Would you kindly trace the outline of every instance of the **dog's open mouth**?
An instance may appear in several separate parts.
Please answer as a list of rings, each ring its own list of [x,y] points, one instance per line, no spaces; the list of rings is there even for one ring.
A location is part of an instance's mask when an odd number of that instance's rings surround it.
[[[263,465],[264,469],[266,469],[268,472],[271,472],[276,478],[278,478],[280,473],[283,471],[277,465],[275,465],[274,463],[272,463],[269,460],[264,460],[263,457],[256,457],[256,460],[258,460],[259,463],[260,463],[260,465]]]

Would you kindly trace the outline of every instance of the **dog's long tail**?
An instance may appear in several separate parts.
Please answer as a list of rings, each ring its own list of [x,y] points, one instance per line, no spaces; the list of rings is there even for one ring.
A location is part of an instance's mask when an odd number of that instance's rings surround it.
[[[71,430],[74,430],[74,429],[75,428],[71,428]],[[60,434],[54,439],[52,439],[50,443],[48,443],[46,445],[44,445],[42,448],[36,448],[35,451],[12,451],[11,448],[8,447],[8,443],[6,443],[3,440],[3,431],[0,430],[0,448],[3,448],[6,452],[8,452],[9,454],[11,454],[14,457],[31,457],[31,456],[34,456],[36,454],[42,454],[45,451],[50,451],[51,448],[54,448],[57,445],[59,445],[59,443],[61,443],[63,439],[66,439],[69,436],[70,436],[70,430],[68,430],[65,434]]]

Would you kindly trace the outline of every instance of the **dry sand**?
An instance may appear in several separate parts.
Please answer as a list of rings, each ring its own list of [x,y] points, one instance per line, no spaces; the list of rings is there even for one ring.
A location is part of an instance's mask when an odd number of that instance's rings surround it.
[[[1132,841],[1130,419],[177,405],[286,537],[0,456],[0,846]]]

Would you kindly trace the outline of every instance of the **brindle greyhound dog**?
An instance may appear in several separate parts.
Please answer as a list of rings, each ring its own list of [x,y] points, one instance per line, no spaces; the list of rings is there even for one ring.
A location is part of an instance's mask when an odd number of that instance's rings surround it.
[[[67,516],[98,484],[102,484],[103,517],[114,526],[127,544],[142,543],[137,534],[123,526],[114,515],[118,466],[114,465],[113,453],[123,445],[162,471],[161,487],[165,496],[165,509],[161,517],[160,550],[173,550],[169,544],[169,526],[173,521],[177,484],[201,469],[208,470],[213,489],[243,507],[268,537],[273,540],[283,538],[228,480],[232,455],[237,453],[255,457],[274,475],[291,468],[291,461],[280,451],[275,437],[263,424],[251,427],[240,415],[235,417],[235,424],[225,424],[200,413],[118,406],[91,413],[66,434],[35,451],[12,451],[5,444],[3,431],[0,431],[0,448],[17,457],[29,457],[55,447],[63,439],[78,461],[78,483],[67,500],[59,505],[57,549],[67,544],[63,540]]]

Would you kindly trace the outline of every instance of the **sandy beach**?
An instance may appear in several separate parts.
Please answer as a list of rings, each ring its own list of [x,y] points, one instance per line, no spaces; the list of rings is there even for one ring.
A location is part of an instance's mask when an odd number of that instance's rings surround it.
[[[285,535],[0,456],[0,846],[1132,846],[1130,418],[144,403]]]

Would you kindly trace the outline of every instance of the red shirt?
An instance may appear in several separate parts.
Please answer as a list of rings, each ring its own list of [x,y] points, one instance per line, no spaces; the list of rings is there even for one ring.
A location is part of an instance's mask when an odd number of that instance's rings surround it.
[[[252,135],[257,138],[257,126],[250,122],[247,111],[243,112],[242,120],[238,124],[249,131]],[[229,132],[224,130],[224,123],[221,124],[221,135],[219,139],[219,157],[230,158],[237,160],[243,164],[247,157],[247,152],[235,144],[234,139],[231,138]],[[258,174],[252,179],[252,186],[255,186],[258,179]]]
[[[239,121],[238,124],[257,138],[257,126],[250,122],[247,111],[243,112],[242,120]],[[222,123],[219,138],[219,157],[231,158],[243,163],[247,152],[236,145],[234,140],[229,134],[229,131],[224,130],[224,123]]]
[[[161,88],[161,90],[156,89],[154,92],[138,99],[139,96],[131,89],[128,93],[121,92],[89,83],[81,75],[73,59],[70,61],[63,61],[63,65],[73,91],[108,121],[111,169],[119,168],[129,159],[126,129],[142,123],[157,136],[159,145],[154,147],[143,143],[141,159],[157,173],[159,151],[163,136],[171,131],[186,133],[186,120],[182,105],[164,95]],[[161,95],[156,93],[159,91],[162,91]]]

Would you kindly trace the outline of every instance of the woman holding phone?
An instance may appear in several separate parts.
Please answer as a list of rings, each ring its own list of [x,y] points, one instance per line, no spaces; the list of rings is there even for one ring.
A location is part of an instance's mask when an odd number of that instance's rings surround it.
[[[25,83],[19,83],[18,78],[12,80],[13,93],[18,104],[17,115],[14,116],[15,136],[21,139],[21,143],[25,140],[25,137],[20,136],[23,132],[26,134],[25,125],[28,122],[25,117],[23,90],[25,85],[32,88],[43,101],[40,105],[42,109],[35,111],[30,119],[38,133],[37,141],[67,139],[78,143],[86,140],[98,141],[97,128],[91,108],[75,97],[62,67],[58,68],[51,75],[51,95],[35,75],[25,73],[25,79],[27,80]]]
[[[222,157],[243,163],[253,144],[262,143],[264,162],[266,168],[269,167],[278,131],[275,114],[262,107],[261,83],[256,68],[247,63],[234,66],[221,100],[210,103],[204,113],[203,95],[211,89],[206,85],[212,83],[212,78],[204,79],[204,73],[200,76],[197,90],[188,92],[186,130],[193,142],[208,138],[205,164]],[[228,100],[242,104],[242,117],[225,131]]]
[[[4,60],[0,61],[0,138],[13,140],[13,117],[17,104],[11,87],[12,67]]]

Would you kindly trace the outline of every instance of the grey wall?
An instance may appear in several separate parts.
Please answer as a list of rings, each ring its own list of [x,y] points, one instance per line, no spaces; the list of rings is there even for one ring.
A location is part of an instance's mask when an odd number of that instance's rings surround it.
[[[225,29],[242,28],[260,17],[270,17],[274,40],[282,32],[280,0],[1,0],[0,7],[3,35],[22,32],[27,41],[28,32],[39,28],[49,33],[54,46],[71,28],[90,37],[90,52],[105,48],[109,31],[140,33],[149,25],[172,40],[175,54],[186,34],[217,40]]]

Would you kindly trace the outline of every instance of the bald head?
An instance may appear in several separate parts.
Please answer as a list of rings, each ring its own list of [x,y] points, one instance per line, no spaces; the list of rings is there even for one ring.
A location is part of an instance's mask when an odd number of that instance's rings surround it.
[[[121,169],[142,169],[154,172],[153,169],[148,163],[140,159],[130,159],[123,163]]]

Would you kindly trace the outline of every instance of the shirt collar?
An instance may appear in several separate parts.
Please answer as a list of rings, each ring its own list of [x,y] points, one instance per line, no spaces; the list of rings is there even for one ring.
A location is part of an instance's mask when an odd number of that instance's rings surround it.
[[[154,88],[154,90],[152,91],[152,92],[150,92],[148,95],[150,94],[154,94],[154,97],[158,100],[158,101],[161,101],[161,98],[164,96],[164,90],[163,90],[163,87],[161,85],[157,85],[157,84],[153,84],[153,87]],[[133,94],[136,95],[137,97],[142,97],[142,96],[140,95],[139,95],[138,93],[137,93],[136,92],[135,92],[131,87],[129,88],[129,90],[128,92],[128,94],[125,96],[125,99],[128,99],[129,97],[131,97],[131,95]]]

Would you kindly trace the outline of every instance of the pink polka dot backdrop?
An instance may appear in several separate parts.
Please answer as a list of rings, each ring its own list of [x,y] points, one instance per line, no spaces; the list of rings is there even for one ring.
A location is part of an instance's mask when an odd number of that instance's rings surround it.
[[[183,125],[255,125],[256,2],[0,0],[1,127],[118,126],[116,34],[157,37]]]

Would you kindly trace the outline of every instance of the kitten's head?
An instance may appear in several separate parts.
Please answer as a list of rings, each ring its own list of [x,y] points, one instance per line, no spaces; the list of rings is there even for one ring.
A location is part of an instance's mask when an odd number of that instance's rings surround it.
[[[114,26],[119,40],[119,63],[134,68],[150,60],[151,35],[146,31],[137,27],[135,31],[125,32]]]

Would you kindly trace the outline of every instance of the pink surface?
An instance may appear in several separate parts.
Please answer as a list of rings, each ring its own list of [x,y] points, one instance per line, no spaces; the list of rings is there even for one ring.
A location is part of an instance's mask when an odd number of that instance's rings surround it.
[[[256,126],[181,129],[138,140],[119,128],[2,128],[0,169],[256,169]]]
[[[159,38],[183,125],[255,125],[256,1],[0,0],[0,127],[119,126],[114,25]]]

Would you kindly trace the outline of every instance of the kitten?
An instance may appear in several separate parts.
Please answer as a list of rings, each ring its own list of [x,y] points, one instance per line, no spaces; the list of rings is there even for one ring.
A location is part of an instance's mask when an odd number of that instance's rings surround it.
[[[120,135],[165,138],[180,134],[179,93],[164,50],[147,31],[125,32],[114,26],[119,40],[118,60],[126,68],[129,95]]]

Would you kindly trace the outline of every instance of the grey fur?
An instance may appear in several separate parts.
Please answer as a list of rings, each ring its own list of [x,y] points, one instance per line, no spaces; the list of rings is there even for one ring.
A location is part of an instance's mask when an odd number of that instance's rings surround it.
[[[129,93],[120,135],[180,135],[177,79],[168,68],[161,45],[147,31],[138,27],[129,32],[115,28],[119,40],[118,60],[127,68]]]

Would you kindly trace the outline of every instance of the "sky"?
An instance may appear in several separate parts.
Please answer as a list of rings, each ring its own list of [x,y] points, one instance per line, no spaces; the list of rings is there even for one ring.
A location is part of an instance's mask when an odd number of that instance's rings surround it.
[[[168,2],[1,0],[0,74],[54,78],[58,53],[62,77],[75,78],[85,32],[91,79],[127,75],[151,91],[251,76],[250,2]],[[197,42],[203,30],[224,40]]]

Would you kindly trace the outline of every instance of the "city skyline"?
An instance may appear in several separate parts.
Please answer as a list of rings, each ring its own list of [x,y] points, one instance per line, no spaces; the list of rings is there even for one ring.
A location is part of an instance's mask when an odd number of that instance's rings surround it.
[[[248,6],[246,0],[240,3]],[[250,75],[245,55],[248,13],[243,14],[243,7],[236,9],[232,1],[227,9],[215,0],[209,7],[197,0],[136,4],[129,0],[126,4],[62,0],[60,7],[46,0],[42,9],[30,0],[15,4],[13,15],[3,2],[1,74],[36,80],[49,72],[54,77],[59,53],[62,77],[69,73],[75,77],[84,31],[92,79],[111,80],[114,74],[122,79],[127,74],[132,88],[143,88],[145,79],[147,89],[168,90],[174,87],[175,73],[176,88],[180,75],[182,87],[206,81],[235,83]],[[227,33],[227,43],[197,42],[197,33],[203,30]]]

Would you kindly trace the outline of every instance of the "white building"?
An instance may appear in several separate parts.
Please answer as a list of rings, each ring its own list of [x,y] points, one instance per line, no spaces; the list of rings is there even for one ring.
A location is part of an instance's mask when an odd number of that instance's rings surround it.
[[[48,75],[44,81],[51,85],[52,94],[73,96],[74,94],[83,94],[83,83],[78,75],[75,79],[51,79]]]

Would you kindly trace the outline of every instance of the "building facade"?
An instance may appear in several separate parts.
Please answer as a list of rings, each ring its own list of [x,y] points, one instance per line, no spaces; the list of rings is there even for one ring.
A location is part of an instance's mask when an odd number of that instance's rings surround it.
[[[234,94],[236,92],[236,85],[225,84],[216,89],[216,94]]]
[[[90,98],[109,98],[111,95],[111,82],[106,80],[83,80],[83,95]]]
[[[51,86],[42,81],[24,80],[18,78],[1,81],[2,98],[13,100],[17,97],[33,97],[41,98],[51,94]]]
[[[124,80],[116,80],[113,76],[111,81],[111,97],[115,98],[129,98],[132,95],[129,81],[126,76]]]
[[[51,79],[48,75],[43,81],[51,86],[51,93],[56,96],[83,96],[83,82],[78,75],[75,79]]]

WHAT TO WORK ON: Show every line of the listing above that contains the word "kitten". Matching is case-sensitive.

RESPONSE FOR THIS EXERCISE:
Would you kindly trace the outline of every instance of the kitten's head?
Would you kindly trace the outline of every instance of the kitten?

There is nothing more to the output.